▶ **Stored rows**:
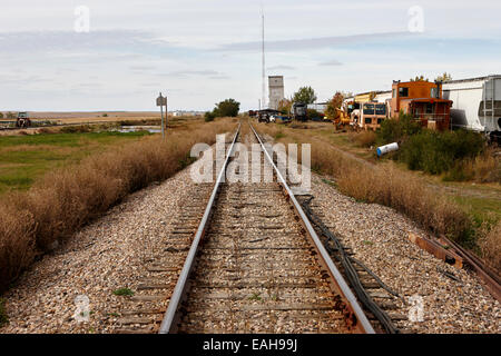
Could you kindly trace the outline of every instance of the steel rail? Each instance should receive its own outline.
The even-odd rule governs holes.
[[[357,318],[357,322],[360,322],[360,325],[362,326],[363,332],[366,334],[375,334],[374,328],[372,327],[371,323],[369,322],[367,317],[365,316],[364,312],[362,310],[361,306],[358,305],[358,301],[356,300],[354,294],[350,289],[347,283],[344,280],[343,276],[341,275],[337,267],[334,265],[334,263],[331,259],[331,256],[328,255],[327,250],[322,244],[322,240],[318,238],[315,229],[313,228],[312,224],[310,222],[310,219],[306,217],[305,212],[303,211],[303,208],[301,207],[299,202],[295,198],[293,191],[288,187],[286,180],[282,176],[282,172],[278,170],[278,168],[275,166],[273,158],[269,156],[266,147],[264,146],[263,141],[261,140],[259,135],[257,135],[254,127],[250,125],[250,129],[254,131],[254,135],[256,136],[257,140],[259,141],[261,148],[263,149],[265,157],[267,158],[268,162],[272,165],[273,169],[275,170],[279,182],[286,190],[288,197],[291,198],[291,201],[294,205],[294,208],[296,209],[296,212],[299,215],[303,225],[306,227],[307,234],[310,235],[311,239],[314,243],[314,246],[316,250],[320,253],[320,256],[324,263],[324,265],[328,268],[328,273],[331,276],[333,276],[336,286],[338,287],[338,291],[342,294],[345,300],[348,301],[351,309],[353,310],[354,315]]]
[[[158,332],[159,334],[175,333],[177,329],[176,317],[178,316],[178,309],[180,307],[180,303],[183,301],[181,299],[185,296],[185,293],[187,289],[186,287],[187,287],[188,277],[193,270],[195,257],[197,255],[200,240],[207,230],[206,228],[207,228],[207,225],[208,225],[212,211],[213,211],[213,207],[216,202],[216,197],[217,197],[217,194],[220,188],[220,182],[223,181],[223,178],[225,177],[226,166],[228,165],[229,158],[233,154],[235,142],[240,132],[240,127],[242,127],[242,123],[238,123],[237,131],[235,134],[235,137],[233,138],[232,146],[229,147],[225,162],[224,162],[224,165],[219,171],[219,175],[217,177],[216,184],[213,189],[213,194],[210,195],[210,199],[207,204],[207,207],[205,208],[204,216],[200,220],[197,233],[191,243],[191,247],[189,248],[188,256],[186,257],[185,265],[183,266],[183,270],[179,275],[179,279],[177,280],[176,287],[174,288],[173,295],[169,300],[169,305],[167,307],[167,310],[165,313],[164,319],[160,325],[160,329]]]

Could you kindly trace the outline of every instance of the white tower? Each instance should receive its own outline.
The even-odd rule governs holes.
[[[269,76],[268,77],[269,91],[269,109],[278,110],[278,105],[284,100],[284,77]]]

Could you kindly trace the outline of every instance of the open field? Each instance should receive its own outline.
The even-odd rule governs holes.
[[[189,123],[170,131],[165,141],[159,135],[144,139],[137,139],[136,136],[128,145],[108,145],[108,149],[95,151],[98,152],[96,155],[87,154],[87,157],[80,154],[72,156],[76,151],[71,150],[73,147],[78,148],[78,145],[86,146],[89,141],[90,146],[87,147],[92,147],[96,144],[92,142],[92,137],[82,139],[78,135],[71,137],[53,134],[42,139],[40,136],[32,137],[41,140],[46,148],[56,147],[56,154],[47,154],[45,150],[33,152],[32,148],[37,145],[27,145],[19,138],[2,138],[7,141],[7,149],[20,144],[18,146],[31,151],[26,155],[21,149],[17,155],[24,155],[26,161],[36,167],[38,164],[39,170],[36,168],[32,176],[26,177],[26,185],[32,182],[30,189],[6,192],[0,201],[0,289],[7,288],[13,278],[30,266],[36,256],[50,250],[55,243],[71,236],[128,194],[154,181],[164,180],[185,168],[191,160],[189,151],[193,145],[213,144],[216,134],[228,132],[235,125],[232,119]],[[109,137],[114,136],[97,135],[94,139],[108,140],[109,144]],[[51,169],[42,176],[42,170],[49,169],[45,161],[50,161],[51,155],[61,157],[65,152],[68,155],[68,165]],[[10,157],[10,154],[3,156]],[[37,159],[41,162],[37,162]],[[79,164],[69,165],[71,159]],[[37,175],[39,178],[36,179]],[[33,181],[28,181],[30,178]]]
[[[0,194],[10,189],[26,190],[47,171],[147,135],[147,131],[138,131],[0,137]]]

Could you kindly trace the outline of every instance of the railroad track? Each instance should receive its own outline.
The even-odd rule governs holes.
[[[262,165],[273,167],[276,180],[223,181],[227,155],[216,184],[200,185],[183,207],[169,237],[175,247],[149,261],[138,288],[146,294],[131,298],[117,332],[372,334],[374,326],[384,332],[377,313],[358,304],[340,273],[346,274],[346,266],[333,263],[333,248],[325,231],[317,234],[322,227],[304,198],[299,202],[292,194],[254,128],[243,132],[239,127],[228,151],[238,140],[259,142]]]

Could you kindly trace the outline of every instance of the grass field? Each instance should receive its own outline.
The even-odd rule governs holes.
[[[147,131],[137,131],[2,136],[0,194],[26,190],[47,171],[147,135]]]
[[[130,192],[191,161],[198,142],[234,131],[237,119],[178,121],[166,139],[144,132],[79,132],[0,138],[0,293],[55,241],[71,238]],[[29,189],[28,189],[29,188]],[[12,190],[12,191],[7,191]]]

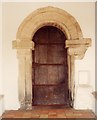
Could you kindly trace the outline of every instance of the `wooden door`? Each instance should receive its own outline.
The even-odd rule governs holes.
[[[33,105],[69,104],[65,40],[53,26],[42,27],[34,35]]]

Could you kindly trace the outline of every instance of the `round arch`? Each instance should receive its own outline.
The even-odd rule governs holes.
[[[32,38],[36,31],[43,26],[59,28],[65,35],[65,47],[68,48],[68,83],[71,94],[71,106],[74,103],[74,60],[82,59],[85,51],[91,45],[90,38],[83,38],[81,28],[76,19],[66,11],[56,7],[40,8],[20,24],[13,48],[17,49],[19,59],[19,102],[21,109],[32,108]]]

▶ **Requirement**: Write out the rows exactly, starting with the line containing "track? Each instance should receive its own outline." and continuing through the last of the rows, both ends included. Omit the pictures.

▶ **Task answer**:
Could you kindly trace the outline of every instance of the railroad track? Each instance should receive its own outline.
The even-odd rule governs holes.
[[[262,165],[273,167],[276,180],[223,181],[227,155],[216,184],[200,185],[183,207],[169,237],[175,247],[149,261],[138,288],[146,294],[131,298],[117,332],[372,334],[374,326],[384,332],[377,313],[358,304],[340,273],[346,274],[346,266],[333,263],[333,248],[325,231],[317,234],[322,227],[304,198],[299,202],[292,194],[254,128],[243,132],[239,127],[228,151],[238,140],[259,142]]]

Could you kindly trace the outline of every instance of the grass field? Each instance should receive its own outline.
The even-odd rule governs holes.
[[[147,131],[137,131],[2,136],[0,194],[26,190],[47,171],[147,135]]]
[[[130,192],[191,161],[198,142],[234,131],[237,119],[178,121],[166,139],[144,132],[79,132],[0,138],[0,293],[55,241],[71,238]],[[29,189],[28,189],[29,188]],[[12,190],[12,191],[7,191]]]

Could you kindly trace the outline of every instance of the `wooden door`? Each instance should receive its own outline.
The even-odd rule governs holes.
[[[33,105],[69,104],[65,40],[53,26],[42,27],[34,35]]]

Could you kindly trace the outline of every instance of the `round arch`? Each instance should receive its own outline.
The even-odd rule governs holes.
[[[32,38],[36,31],[43,26],[59,28],[65,35],[65,47],[68,48],[68,83],[71,94],[71,106],[74,103],[74,60],[82,59],[85,51],[91,45],[90,38],[83,38],[81,28],[76,19],[66,11],[56,7],[40,8],[20,24],[13,48],[17,49],[19,59],[19,102],[21,109],[32,108]]]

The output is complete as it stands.